#### Brano proposto
——————

LA CORTE SUPREMA DI CASSAZIONE

SEZIONE SECONDA CIVILE

Composta dagli Ill.mi Sigg.ri Magistrati:

Dott. MATERA Lina – Presidente –

Dott. LOMBARDO Luigi Giovanni – Consigliere –

Dott. ORILIA Lorenzo – rel. Consigliere –

Dott. COSENTINO Antonello – Consigliere –

Dott. FALABELLA Massimo – Consigliere –

ha pronunciato la seguente:

SENTENZA

sul ricorso 4909-2012 proposto da:

S.C., (OMISSIS), D.C. C.F.

(OMISSIS), elettivamente domiciliati in ROMA, VIA

GARIGLIANO 11, presso lo studio dell’avvocato NICOLA MAIONE,

rappresentati e difesi dall’avvocato GIOVANNI LIGUORI;

– ricorrenti –

contro

V.C.M.A., C.F. (OMISSIS), V.

C.M.P. C.F. (OMISSIS), V.C.

M.G. C.F. (OMISSIS), QUALI EREDI DI M.

S., elettivamente domiciliati in ROMA, PIAZZA DEL FANTE, 2,

presso lo studio dell’avvocato PAOLO PALMERI, che li rappresenta e

difende unitamente agli avvocati SALVATORE ZIINO, DIEGO ZIINO;

– controricorrenti –

e contro

V.C.M.V.;

– intimato –

avverso la sentenza n. 1623/2011 della CORTE D’APPELLO di PALERMO,

depositata il 16/12/2011;

udita la relazione della causa svolta nella pubblica udienza del

17/05/2016 dal Consigliere Dott. LORENZO ORILIA;

udito l’Avvocato Palmeri Paolo con delega depositata in udienza

dell’Avv. Ziino Diego difensore dei controricorrenti che ha chiesto

il rigetto del ricorso;

udito il P.M. in persona del Sostituto Procuratore Generale Dott.

PATRONE Ignazio, che ha concluso per il rigetto del ricorso.

Fatto

SVOLGIMENTO DEL PROCESSO

1. Con atto 19.12.1986 V.C.G. in proprio e quale procuratore di P. e V.C.A. nonchè di M.S. espose di avere trasferito a S.C. un complesso di immobili in (OMISSIS) riservandosi una servitù di passaggio e convenendo con l’acquirente una serie di obblighi per costui, tra cui quello di non apportare innovazioni o modifiche tali da alterare l’aspetto architettonico del complesso.

——————

#### Estratto dei dati
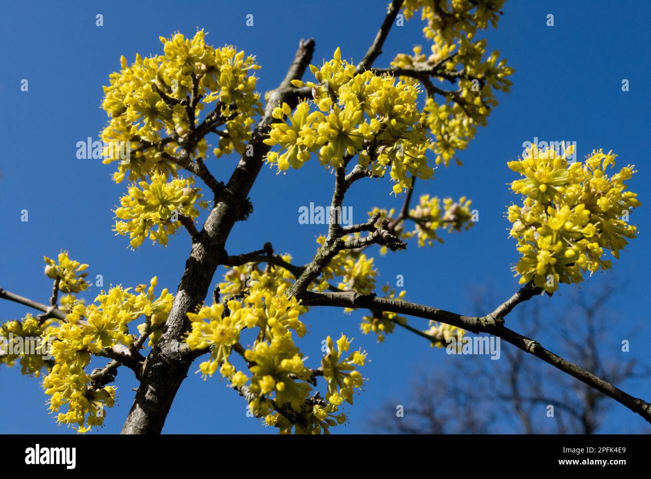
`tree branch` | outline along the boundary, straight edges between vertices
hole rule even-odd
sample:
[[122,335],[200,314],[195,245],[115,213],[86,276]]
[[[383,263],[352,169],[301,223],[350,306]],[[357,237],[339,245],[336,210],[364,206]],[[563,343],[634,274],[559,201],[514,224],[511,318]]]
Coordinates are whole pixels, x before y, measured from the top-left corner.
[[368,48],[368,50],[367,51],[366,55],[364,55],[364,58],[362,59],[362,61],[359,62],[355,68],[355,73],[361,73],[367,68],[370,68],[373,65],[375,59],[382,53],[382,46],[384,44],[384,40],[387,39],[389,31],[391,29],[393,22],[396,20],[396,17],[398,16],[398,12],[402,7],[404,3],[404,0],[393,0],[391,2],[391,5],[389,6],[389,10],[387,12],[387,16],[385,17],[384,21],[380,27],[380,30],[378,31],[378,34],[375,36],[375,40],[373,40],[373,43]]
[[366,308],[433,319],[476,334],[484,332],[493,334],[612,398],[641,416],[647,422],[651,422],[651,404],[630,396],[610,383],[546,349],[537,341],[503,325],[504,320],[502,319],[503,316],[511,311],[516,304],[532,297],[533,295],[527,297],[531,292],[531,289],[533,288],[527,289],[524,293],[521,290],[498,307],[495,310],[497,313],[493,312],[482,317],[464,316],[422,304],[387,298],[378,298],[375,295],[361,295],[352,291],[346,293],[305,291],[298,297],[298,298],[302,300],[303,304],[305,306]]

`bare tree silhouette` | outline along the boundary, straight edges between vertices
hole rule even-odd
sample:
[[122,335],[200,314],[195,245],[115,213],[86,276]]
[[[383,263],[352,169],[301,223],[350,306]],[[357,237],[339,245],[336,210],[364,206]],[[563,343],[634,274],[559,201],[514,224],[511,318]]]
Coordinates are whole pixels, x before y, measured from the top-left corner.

——————

#### Parti dell'esercizio
- A) Stampa il passo della sentenza che inizia con le parole "GARIGLIANO 11, presso" e finisce con "C.F. (OMISSIS), V.C.".
- B) Raccogli ogni riga dei record che contiene la stringa "along", distinguendo tra maiuscole e minuscole.
I record non hanno alcun legame con la sentenza.

#### Risposte fornite
- A)
GARIGLIANO 11, presso lo studio dell’avvocato NICOLA MAIONE,

rappresentati e difesi dall’avvocato GIOVANNI LIGUORI;

– ricorrenti –

contro

V.C.M.A., C.F. (OMISSIS), V.

C.M.P. C.F. (OMISSIS), V.C.

- B)
`tree branch` | outline along the boundary, straight edges between vertices
`bare tree silhouette` | outline along the boundary, straight edges between vertices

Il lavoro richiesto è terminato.